## START Provided information

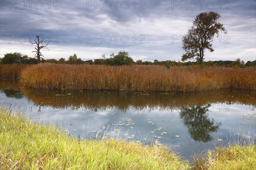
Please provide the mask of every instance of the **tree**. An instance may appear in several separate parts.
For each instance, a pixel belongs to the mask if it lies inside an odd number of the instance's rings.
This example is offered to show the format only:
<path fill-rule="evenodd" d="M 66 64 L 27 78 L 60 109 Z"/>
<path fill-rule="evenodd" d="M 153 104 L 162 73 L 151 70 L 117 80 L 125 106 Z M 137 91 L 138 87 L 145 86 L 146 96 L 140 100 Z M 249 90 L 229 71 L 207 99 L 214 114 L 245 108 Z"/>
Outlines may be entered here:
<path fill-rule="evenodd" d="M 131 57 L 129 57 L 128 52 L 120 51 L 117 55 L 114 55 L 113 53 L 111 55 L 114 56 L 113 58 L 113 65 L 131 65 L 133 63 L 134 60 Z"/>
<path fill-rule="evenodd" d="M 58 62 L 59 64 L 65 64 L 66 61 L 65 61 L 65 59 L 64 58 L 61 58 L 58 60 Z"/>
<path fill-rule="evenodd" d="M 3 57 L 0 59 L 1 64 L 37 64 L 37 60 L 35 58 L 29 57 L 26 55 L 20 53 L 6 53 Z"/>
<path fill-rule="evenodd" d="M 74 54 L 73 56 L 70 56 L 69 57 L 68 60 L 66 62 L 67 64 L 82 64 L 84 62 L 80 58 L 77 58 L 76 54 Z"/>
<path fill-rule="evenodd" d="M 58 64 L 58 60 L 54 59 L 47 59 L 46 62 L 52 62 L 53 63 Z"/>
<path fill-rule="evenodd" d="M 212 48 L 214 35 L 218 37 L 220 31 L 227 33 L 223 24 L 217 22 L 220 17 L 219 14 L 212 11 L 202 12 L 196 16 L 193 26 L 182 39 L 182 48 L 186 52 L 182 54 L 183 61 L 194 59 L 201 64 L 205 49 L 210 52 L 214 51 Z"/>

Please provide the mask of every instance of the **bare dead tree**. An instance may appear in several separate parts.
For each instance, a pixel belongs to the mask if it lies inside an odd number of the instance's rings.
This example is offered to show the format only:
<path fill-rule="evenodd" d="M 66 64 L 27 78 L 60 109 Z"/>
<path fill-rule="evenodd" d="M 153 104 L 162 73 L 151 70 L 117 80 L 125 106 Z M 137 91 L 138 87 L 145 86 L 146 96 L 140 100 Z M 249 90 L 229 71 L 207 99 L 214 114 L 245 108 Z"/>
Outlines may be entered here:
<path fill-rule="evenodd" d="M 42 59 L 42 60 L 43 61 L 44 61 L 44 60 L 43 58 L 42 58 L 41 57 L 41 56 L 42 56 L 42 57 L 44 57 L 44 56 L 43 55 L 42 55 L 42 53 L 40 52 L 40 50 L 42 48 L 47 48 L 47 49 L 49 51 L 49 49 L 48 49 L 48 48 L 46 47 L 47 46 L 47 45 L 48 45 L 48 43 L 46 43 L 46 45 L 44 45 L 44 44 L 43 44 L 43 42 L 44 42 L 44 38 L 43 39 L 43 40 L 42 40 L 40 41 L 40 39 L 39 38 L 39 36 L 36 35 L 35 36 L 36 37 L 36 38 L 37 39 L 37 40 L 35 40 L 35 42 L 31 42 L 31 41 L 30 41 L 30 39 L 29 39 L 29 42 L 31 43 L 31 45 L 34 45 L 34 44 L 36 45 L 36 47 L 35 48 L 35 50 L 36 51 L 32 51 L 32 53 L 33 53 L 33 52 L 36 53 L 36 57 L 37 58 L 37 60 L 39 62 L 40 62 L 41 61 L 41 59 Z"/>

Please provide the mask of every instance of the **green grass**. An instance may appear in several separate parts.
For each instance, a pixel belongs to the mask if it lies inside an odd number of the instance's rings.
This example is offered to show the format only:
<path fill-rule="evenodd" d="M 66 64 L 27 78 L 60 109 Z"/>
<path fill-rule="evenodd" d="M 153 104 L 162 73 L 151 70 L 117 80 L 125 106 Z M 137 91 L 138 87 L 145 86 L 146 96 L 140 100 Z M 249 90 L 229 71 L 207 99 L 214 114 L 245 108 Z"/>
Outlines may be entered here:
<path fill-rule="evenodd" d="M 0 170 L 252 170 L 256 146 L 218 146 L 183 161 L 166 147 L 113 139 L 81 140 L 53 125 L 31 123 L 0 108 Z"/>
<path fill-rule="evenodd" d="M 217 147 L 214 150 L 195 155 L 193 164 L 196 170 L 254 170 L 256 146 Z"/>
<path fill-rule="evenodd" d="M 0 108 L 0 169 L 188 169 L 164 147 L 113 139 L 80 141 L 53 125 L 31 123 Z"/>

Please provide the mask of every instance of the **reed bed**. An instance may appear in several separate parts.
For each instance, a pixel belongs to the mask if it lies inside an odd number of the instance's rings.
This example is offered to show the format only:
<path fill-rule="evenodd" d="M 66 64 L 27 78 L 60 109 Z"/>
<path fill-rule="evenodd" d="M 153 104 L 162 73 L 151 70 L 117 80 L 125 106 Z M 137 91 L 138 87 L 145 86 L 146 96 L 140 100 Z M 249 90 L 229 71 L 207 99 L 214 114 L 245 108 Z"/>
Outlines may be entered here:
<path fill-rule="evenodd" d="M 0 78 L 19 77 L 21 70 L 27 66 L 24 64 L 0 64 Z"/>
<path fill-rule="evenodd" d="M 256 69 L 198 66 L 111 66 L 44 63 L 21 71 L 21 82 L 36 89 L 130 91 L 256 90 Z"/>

## END Provided information

Print all of the items above word for word, leaving out the pictures.

• [Final answer]
Please provide the mask of every instance of the **tree**. An instance may appear in several separate parts.
For each instance, a pixel belongs to the mask if it lies inside an odd number of the instance's rings.
This example is offered to show the format only:
<path fill-rule="evenodd" d="M 66 64 L 27 78 L 60 109 Z"/>
<path fill-rule="evenodd" d="M 153 104 L 162 73 L 151 70 L 117 80 L 125 106 Z M 137 91 L 138 87 L 145 86 L 146 96 L 140 100 Z M 249 90 L 229 71 L 207 99 L 214 114 L 245 108 Z"/>
Outlines may be entered here:
<path fill-rule="evenodd" d="M 131 57 L 129 57 L 128 52 L 120 51 L 117 55 L 114 55 L 113 53 L 111 55 L 114 56 L 113 58 L 113 65 L 131 65 L 133 63 L 134 60 Z"/>
<path fill-rule="evenodd" d="M 58 62 L 59 64 L 65 64 L 66 61 L 65 61 L 65 59 L 64 58 L 61 58 L 58 60 Z"/>
<path fill-rule="evenodd" d="M 3 57 L 0 59 L 1 64 L 37 64 L 37 60 L 35 58 L 29 57 L 26 55 L 20 53 L 6 53 Z"/>
<path fill-rule="evenodd" d="M 74 54 L 73 56 L 70 56 L 69 57 L 68 60 L 66 62 L 67 64 L 82 64 L 84 62 L 80 58 L 77 58 L 76 54 Z"/>
<path fill-rule="evenodd" d="M 58 64 L 58 60 L 54 59 L 47 59 L 46 62 L 52 62 L 53 63 Z"/>
<path fill-rule="evenodd" d="M 212 48 L 214 35 L 218 37 L 220 31 L 227 33 L 223 24 L 217 22 L 220 17 L 219 14 L 212 11 L 202 12 L 196 16 L 193 26 L 182 39 L 182 48 L 186 52 L 182 54 L 183 61 L 194 59 L 201 64 L 205 49 L 210 52 L 214 51 Z"/>

Please provide the mask of every instance of the **bare dead tree**. An instance may appear in several separate parts.
For each instance, a pixel belongs to the mask if it lies inside an odd number of the instance's rings.
This example is offered to show the format only:
<path fill-rule="evenodd" d="M 66 64 L 27 78 L 60 109 Z"/>
<path fill-rule="evenodd" d="M 153 104 L 162 73 L 151 70 L 117 80 L 125 106 Z M 137 91 L 138 87 L 145 86 L 146 96 L 140 100 Z M 249 90 L 229 71 L 207 99 L 214 114 L 245 108 Z"/>
Outlines may be entered here:
<path fill-rule="evenodd" d="M 42 59 L 42 60 L 43 61 L 44 61 L 44 60 L 43 58 L 42 58 L 41 57 L 41 56 L 42 56 L 42 57 L 44 57 L 44 56 L 43 55 L 42 55 L 42 53 L 40 52 L 40 50 L 42 48 L 47 48 L 47 49 L 49 51 L 49 49 L 48 49 L 48 48 L 46 47 L 47 46 L 47 45 L 48 45 L 48 43 L 46 43 L 46 45 L 44 45 L 44 44 L 43 44 L 43 42 L 44 42 L 44 38 L 43 39 L 43 40 L 42 40 L 40 41 L 40 39 L 39 38 L 39 36 L 36 35 L 35 36 L 36 37 L 36 38 L 37 39 L 37 40 L 35 40 L 35 42 L 31 42 L 31 41 L 30 41 L 30 39 L 29 39 L 29 42 L 31 43 L 31 45 L 34 45 L 34 44 L 36 45 L 36 47 L 35 48 L 35 50 L 36 51 L 32 51 L 32 53 L 33 53 L 33 52 L 36 53 L 36 57 L 37 58 L 37 60 L 39 62 L 40 62 L 41 61 L 41 59 Z"/>

Please provide the mask of every instance of the **green grass**. An instance may appear in several separate parts.
For each instance, a pixel belongs to the mask if it lies inside an odd number of the instance's rings.
This example is offered to show the format only:
<path fill-rule="evenodd" d="M 66 64 L 27 78 L 60 109 Z"/>
<path fill-rule="evenodd" d="M 153 104 L 162 73 L 151 70 L 117 80 L 125 106 Z M 137 91 L 138 87 L 145 86 L 146 96 L 140 100 Z M 249 90 L 229 71 L 207 99 L 214 114 L 245 108 Z"/>
Outlines may be entered here:
<path fill-rule="evenodd" d="M 0 170 L 252 170 L 256 146 L 218 146 L 183 161 L 166 147 L 113 139 L 81 140 L 53 125 L 31 123 L 0 108 Z"/>
<path fill-rule="evenodd" d="M 217 147 L 214 150 L 195 155 L 193 164 L 196 170 L 254 170 L 256 146 Z"/>
<path fill-rule="evenodd" d="M 0 108 L 0 169 L 188 169 L 164 147 L 113 139 L 80 141 L 53 125 L 31 123 Z"/>

Please provide the mask of every instance of the **reed bed**. An instance may appear in several separate parts.
For each instance, a pixel belongs to the mask if it lies inside an odd number of the instance's rings.
This example is offered to show the format only:
<path fill-rule="evenodd" d="M 66 64 L 27 78 L 60 109 Z"/>
<path fill-rule="evenodd" d="M 153 104 L 162 73 L 151 70 L 117 80 L 125 106 Z M 137 91 L 138 87 L 145 86 L 146 96 L 140 100 Z M 249 90 L 229 71 L 207 99 L 214 114 L 245 108 Z"/>
Outlines may be entered here:
<path fill-rule="evenodd" d="M 0 78 L 19 77 L 21 70 L 27 66 L 24 64 L 0 64 Z"/>
<path fill-rule="evenodd" d="M 256 69 L 198 66 L 111 66 L 44 63 L 21 71 L 21 82 L 36 89 L 130 91 L 256 90 Z"/>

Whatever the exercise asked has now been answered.